WORK REQUEST 1:
Translate into German the sentence "There were excellent conditions during this weekend's Ukrainian contest." from the post on 28 MHz propagation below.
WORK REQUEST 2:
Reproduce the passage of the post on 28 MHz propagation below, starting at "06 November, 2011" and ending at "image to enlarge.".

╭─ SOURCE DOCUMENT

06 November, 2011

Multiple 28 MHz propagation paths and excellent conditions

Final 'F' in UA3MIF. Notice echoes of final dot
marked by arrows. Press image to enlarge.
There were excellent conditions during this weekend's Ukrainian contest. I was active on 10 m and noticed several reverberant signals coming from Russia and Kazakhstan around 11-12 UTC on 6. Nov.

Here is an example from UA3MIF (28 MHz, 11.30 UTC 6. Nov 2011, press link to hear audio) as received on my vertical end-fed dipole (omnidirectional) for 10 m and the K3.  See the picture for the final 'F' in his call sign and what seems to be multiple echoes. The final dot starts at 3.247 sec and multiples seem to occur at 3.322 and 3.373 seconds, i.e. after 75 and 126 ms.

Although 126 ms is almost 138 ms, the round-the-world travel time, I could need some help to interpret these delays based on the locations of the transmitter relative to me near Oslo, Norway. It was easier for a similar reverberant signal from JA3YBK some years ago.


  1. Hello Sverre,

    I saw your interesting entry on the received signal of UA3MIF.

╰─
╭─ SOURCE DATA

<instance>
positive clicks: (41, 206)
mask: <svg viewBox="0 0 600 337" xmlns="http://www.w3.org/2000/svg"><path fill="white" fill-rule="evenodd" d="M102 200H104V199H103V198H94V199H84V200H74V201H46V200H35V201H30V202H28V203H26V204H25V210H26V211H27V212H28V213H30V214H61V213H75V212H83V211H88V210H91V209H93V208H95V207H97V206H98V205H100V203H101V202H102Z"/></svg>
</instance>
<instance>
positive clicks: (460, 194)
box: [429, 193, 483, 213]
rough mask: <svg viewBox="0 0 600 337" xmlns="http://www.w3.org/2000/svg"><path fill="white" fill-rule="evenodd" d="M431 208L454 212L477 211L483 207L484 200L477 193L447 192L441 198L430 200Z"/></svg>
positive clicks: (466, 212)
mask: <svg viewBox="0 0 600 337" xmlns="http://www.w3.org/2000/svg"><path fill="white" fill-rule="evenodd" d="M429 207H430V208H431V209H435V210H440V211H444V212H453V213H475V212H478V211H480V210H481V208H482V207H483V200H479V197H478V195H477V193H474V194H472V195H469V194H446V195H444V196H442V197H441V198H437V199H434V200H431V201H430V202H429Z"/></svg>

╰─

TASK ANSWER 1:
Während des ukrainischen Contests an diesem Wochenende herrschten ausgezeichnete Bedingungen.

TASK ANSWER 2:
06 November, 2011

Multiple 28 MHz propagation paths and excellent conditions

Final 'F' in UA3MIF. Notice echoes of final dot
marked by arrows. Press image to enlarge.